Work instructions >>
Count the lines that contain the word "dark" and reply with that count alone. Matching is case-sensitive.

Data records >>
>>>

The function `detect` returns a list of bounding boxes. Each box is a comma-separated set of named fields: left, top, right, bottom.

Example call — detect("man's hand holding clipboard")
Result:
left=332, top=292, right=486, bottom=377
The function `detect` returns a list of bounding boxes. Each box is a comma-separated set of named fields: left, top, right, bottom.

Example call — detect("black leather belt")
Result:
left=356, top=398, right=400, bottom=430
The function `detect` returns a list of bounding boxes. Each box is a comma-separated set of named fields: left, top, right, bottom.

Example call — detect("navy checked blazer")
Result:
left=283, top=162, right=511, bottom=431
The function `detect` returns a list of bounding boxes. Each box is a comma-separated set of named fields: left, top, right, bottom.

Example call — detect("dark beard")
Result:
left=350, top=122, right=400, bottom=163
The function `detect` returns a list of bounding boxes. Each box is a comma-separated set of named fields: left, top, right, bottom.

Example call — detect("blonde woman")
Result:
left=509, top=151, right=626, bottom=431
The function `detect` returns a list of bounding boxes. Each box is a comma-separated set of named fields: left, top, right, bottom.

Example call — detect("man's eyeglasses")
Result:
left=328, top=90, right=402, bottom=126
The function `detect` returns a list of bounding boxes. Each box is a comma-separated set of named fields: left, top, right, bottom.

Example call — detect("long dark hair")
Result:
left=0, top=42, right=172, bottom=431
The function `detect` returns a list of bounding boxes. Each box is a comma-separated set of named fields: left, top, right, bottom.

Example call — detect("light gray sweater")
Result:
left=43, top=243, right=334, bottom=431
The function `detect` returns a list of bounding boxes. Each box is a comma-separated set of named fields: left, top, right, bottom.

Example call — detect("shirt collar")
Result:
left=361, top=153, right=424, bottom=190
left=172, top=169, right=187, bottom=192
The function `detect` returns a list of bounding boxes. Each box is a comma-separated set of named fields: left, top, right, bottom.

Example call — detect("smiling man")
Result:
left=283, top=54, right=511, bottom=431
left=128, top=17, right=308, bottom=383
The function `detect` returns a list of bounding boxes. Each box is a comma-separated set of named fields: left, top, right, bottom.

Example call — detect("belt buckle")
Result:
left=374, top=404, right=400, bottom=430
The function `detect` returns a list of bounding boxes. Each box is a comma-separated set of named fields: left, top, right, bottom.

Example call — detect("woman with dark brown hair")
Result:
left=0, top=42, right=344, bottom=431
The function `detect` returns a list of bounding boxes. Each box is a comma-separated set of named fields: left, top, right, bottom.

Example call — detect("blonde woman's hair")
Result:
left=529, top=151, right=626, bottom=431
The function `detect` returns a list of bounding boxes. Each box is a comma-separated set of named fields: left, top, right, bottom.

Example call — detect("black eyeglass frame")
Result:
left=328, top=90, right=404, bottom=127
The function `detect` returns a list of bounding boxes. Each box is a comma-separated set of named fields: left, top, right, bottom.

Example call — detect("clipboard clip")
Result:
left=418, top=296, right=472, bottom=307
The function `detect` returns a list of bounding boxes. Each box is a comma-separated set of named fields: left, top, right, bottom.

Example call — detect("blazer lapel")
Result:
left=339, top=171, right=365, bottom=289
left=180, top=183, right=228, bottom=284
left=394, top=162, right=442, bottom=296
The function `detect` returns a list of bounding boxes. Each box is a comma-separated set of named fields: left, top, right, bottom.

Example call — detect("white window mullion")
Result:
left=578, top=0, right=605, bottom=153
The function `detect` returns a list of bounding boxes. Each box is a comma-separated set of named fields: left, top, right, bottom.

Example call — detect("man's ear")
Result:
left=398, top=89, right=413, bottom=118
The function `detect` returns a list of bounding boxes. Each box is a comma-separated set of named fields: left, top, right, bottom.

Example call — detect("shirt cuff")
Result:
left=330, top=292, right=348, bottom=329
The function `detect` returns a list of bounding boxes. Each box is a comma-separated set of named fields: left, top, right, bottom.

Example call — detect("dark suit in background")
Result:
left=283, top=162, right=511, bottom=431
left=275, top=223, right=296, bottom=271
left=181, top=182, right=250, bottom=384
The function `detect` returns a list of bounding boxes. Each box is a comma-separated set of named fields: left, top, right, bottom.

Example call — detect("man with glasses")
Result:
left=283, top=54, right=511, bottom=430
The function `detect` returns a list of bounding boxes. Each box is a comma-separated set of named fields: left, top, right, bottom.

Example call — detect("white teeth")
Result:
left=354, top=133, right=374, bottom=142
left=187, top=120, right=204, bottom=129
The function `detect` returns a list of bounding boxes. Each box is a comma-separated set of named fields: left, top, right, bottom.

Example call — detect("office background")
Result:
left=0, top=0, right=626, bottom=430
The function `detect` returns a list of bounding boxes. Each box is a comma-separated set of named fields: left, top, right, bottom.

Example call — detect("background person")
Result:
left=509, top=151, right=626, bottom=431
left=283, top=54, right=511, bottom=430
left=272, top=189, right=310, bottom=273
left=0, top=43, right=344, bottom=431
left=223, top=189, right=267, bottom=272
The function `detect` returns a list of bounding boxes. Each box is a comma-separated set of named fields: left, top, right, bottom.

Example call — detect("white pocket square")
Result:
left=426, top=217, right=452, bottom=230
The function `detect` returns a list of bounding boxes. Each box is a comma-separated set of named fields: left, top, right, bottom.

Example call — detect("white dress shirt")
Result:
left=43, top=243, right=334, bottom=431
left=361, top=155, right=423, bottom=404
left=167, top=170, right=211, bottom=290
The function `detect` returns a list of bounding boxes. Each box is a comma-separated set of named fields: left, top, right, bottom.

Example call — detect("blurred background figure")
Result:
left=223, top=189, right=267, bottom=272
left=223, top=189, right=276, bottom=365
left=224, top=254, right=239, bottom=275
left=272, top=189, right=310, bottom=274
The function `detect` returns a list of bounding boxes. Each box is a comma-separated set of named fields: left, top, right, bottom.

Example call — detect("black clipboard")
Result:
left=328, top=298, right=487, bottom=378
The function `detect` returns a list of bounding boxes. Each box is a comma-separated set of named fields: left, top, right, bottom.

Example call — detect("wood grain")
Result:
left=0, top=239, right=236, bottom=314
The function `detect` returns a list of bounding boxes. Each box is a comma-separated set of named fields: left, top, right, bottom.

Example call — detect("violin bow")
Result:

<<<

Full solution >>
4